PAGE EXCERPT
::::
P030 Myeloid calcineurin in the control of immune checkpoint inhibition in intestinal tumour development
K. Peuker*1, A. Strigli1, L. Južnić1, L. Matthiesen1, M. Koch1, S. Krüger2, D. Tauriello3, E. Batlle3, C. Röcken2, J. Hampe1,4, S. Zeissig1,4
1TU Dresden, Center for Regenerative Therapies, Dresden, Germany, 2University Medical Center Schleswig-Holstein, Institute of Pathology, Kiel, Germany, 3The Barcelona Institute of Science and Technology, Institute for Research in Biomedicine, Barcelona, Spain, 4University Hospital Carl-Gustav Carus, Department of Internal Medicine I, Dresden, Germany
IBD is a risk factor for colorectal cancer (CRC) development and studies in colitis-associated CRC have delineated pathways through which inflammation promotes tumour development in the intestine. Intriguingly, similar pathways are operative in sporadic CRC and promote tumorigenesis in the absence of overt clinical inflammation. Here, we have investigated the cross-talk between myeloid tumour-infiltrating cells, intestinal epithelial cells and cytotoxic T cells in CRC development, with particular emphasis on the role of calcineurin, a phosphatase with critical roles in immunity and inflammation.
Intestinal tumour development was analysed in ApcMin/+ mice with or without myeloid-specific deletion of calcineurin or the calcineurin-dependent transcription factors nuclear factor of activated T cells (NFAT).
::::
REQUIRED ACTIONS
a - List every institution named in the author affiliations of the abstract on myeloid calcineurin and intestinal tumor development, giving each with its department or institute.
b - Carry the abstract on myeloid calcineurin and intestinal tumor development forward, starting after its last sentence.
The listing after this plays no part in the work on the abstract.
::::
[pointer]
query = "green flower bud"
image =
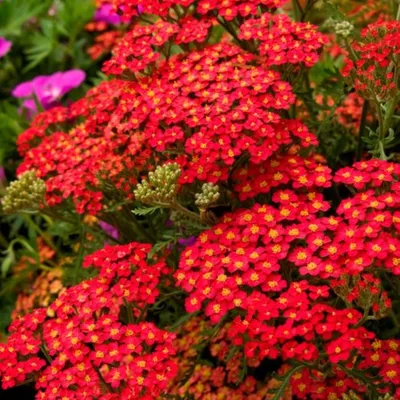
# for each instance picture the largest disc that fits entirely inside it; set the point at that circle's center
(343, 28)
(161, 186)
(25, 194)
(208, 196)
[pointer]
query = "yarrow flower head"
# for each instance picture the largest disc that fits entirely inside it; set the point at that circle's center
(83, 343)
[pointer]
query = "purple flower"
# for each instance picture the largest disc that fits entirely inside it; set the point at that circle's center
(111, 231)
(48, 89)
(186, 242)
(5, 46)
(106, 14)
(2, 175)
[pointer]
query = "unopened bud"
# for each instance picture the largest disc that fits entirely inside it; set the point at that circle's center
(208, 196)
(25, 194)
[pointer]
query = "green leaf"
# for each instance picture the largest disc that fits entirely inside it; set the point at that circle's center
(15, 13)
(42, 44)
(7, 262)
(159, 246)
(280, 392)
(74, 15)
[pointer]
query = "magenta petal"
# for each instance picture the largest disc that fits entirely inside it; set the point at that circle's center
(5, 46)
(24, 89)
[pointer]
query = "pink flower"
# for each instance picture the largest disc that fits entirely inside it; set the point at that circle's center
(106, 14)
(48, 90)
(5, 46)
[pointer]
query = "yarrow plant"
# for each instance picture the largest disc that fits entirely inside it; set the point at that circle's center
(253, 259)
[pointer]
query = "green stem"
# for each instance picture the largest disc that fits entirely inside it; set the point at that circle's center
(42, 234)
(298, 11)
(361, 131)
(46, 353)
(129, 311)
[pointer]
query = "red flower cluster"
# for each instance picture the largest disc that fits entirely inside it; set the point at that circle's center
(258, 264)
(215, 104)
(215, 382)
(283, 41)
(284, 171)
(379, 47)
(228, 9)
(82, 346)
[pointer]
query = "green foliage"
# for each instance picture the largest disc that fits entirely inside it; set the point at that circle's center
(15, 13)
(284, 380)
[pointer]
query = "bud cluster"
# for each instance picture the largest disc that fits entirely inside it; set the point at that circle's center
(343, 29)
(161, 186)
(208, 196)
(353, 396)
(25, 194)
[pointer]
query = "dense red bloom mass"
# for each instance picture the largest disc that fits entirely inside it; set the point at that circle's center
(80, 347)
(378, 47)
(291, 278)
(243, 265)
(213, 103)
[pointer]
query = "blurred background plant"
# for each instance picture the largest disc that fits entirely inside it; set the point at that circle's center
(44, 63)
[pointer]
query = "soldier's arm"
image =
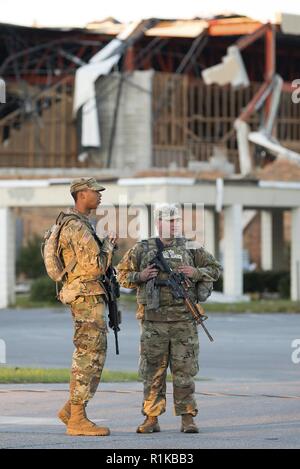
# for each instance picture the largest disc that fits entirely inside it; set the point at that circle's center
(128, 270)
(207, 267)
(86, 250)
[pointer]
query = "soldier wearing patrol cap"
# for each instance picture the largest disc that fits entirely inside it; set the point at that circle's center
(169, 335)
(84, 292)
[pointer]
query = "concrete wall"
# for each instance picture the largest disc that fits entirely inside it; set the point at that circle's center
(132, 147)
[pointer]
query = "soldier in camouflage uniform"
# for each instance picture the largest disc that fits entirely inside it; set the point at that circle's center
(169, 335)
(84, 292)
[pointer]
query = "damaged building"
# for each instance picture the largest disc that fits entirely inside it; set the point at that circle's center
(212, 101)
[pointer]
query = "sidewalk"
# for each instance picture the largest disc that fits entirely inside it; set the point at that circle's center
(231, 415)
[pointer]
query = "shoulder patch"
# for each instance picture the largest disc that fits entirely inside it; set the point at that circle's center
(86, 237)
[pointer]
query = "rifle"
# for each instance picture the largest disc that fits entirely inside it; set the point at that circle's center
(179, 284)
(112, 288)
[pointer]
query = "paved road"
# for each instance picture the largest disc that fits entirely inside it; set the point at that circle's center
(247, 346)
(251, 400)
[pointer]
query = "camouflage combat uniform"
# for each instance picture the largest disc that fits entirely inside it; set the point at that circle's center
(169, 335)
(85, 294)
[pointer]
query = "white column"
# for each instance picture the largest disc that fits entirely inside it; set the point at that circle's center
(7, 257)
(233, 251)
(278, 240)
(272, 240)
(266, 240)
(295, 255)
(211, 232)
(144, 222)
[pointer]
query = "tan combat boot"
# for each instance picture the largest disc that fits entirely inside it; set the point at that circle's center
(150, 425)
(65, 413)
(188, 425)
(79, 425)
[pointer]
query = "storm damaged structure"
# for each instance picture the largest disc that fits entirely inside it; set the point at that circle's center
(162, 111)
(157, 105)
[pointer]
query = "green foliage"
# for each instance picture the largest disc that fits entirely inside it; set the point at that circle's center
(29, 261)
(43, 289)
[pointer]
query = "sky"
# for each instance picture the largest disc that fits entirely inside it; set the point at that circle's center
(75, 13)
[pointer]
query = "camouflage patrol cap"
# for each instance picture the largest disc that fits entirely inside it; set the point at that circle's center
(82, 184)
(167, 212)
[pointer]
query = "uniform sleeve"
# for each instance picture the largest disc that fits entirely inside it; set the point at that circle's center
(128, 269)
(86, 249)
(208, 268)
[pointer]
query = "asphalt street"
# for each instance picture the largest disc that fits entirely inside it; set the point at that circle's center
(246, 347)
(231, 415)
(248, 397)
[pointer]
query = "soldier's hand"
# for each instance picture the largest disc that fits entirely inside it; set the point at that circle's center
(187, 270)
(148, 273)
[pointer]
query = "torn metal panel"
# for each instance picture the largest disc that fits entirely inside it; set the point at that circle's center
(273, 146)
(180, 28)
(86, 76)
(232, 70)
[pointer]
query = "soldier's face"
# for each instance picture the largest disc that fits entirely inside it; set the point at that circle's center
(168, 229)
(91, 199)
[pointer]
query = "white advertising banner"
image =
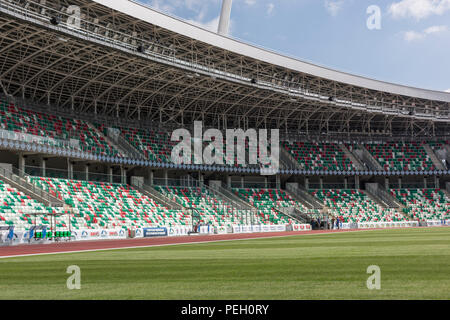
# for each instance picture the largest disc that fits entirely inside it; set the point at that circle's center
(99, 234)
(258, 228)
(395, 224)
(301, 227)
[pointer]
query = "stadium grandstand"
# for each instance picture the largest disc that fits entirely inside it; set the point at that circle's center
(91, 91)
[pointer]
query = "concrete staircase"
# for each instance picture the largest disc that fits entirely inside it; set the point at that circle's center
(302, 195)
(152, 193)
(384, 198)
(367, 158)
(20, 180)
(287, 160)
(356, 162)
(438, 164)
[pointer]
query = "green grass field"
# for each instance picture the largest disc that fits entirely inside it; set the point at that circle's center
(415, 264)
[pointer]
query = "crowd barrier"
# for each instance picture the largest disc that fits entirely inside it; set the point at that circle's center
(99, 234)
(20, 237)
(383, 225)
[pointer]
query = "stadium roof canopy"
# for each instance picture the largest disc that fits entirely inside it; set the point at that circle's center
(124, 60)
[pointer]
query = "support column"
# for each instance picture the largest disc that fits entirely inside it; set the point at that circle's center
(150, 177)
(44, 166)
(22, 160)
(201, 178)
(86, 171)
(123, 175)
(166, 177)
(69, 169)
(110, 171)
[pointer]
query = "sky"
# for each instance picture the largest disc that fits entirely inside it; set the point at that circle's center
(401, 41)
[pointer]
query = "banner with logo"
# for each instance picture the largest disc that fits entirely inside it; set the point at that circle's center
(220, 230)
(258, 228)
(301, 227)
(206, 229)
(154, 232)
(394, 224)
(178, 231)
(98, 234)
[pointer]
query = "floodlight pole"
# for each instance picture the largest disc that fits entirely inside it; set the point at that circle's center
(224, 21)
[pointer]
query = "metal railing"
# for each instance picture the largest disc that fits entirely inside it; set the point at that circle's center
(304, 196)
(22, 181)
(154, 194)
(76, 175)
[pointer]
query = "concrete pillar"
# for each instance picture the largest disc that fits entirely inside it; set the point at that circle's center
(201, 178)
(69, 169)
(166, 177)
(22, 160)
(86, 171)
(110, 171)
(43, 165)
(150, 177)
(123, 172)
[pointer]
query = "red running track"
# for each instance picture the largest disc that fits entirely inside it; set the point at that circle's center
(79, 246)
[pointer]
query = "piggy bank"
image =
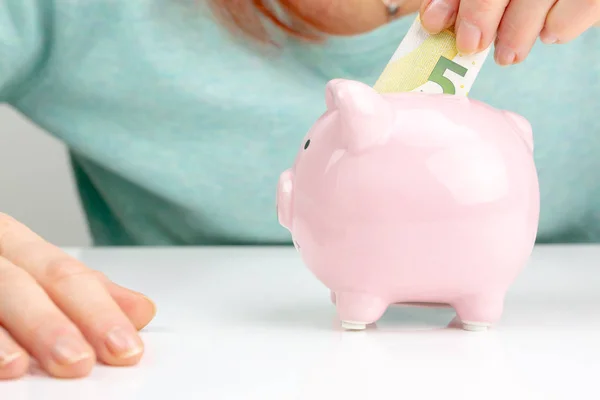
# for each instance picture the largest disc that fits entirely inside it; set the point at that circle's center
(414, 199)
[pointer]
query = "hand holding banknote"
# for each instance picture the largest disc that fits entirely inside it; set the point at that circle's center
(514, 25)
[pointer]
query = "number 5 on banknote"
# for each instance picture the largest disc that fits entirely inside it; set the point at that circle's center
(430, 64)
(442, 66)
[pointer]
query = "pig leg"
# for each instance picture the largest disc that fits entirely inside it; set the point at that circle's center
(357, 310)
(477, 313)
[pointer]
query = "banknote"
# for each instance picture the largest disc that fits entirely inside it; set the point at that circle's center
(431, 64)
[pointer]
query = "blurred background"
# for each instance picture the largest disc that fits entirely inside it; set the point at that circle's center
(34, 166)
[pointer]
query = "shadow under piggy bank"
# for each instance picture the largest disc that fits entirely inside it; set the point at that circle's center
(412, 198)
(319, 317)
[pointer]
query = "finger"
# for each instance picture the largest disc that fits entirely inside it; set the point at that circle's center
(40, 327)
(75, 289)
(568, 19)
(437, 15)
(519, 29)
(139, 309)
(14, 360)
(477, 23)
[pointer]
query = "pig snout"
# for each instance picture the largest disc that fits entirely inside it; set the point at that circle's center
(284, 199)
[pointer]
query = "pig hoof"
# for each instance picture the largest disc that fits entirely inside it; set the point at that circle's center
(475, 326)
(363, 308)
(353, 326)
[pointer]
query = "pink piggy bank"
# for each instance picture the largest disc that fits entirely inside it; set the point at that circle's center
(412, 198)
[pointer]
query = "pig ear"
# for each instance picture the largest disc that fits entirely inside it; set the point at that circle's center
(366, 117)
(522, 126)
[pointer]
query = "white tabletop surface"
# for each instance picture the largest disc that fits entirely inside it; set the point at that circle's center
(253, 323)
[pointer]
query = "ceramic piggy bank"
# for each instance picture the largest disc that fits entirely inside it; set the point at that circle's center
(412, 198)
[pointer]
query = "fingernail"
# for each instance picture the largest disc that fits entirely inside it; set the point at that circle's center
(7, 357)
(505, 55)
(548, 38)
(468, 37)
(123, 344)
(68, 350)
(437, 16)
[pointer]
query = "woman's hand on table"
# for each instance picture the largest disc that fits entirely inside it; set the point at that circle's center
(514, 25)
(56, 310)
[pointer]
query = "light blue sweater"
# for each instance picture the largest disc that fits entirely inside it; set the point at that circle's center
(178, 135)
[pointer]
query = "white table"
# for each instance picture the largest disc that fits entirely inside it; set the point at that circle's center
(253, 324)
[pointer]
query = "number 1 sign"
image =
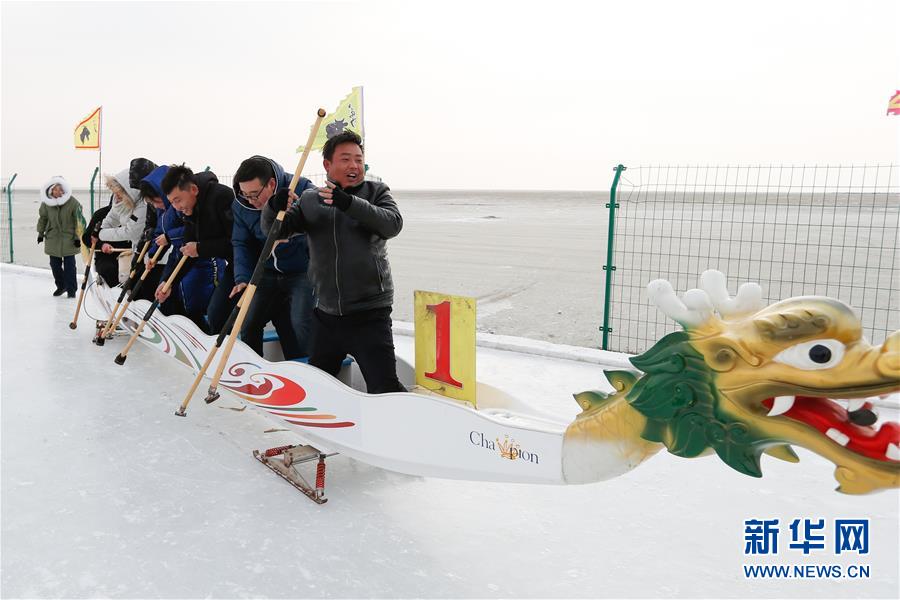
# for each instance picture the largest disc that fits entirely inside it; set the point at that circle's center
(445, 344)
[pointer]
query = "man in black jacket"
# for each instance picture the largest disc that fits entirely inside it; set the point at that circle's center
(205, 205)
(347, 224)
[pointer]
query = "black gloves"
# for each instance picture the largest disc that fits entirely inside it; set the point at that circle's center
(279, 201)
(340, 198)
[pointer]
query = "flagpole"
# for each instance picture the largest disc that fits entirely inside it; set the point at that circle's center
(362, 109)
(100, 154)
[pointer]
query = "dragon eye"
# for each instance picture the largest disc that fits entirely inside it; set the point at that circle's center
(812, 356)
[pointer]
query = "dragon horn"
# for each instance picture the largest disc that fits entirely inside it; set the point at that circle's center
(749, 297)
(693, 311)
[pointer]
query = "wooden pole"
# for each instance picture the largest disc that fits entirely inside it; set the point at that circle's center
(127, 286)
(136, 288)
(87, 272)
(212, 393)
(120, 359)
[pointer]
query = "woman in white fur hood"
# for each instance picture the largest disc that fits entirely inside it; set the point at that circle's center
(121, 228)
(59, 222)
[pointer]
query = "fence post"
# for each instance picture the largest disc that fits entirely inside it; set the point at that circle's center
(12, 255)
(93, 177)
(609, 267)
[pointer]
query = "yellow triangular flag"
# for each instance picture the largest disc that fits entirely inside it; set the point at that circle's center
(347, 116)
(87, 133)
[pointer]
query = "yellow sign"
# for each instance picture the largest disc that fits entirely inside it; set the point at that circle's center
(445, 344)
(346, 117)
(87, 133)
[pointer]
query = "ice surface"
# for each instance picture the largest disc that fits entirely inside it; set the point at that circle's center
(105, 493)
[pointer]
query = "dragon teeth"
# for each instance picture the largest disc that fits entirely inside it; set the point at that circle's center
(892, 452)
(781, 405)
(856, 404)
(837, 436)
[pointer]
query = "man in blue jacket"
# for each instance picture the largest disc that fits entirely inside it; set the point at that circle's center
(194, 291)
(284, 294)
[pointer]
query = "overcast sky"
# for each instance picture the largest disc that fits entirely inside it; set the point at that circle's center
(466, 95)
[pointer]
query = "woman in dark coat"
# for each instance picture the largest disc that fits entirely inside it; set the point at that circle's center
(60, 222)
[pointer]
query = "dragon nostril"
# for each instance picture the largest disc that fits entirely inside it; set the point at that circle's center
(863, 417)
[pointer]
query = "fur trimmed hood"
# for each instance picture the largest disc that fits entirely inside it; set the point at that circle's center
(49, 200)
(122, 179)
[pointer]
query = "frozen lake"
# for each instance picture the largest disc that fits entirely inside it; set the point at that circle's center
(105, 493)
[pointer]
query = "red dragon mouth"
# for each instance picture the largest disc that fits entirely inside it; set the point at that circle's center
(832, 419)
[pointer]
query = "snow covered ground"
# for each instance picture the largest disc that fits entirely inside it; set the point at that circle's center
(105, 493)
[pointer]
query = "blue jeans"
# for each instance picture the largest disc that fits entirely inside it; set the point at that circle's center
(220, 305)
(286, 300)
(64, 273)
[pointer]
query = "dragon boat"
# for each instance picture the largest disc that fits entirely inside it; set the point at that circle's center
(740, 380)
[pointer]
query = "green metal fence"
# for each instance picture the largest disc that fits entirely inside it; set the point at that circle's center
::::
LIST OF ANSWERS
a -
- TU Dresden, Center for Regenerative Therapies, Dresden, Germany
- University Medical Center Schleswig-Holstein, Institute of Pathology, Kiel, Germany
- The Barcelona Institute of Science and Technology, Institute for Research in Biomedicine, Barcelona, Spain
- University Hospital Carl-Gustav Carus, Department of Internal Medicine I, Dresden, Germany

b -
Studies of ApcMin/+ mice revealed barrier dysfunction at sites of intestinal adenomas, which was associated with tumour infiltration by the commensal microbiota and microbiota-dependent activation of calcineurin and NFAT in myeloid tumour-infiltrating cells. Myeloid-specific deletion of calcineurin protected mice from tumour development as a consequence of reduced NFAT-dependent transcription of IL-6 and reduced IL-6-dependent activation of STAT3 in epithelial tumour cells. Intriguingly, however, protective effects of impaired STAT3 activation were not epithelial-cell-intrinsic. Instead, we could demonstrate that STAT3 promotes the transcription and epithelial expression of B7-H3 and B7-H4, two co-inhibitory proteins of the B7 family, which inhibit cytotoxic T-cell responses against the tumour. Accordingly, both antibody-mediated inhibition as well as epithelial deletion of B7-H3 and B7-H4 led to increased infiltration of tumours by activated CD8+ T cells and T-cell-mediated protection from tumour development.
Our studies reveal a novel pathway of calcineurin-dependent cross-talk between epithelial, myeloid, and lymphoid cells, which promotes tumour development through inhibition of cytotoxic T-cell responses and highlights novel, promising targets for checkpoint inhibition in CRC.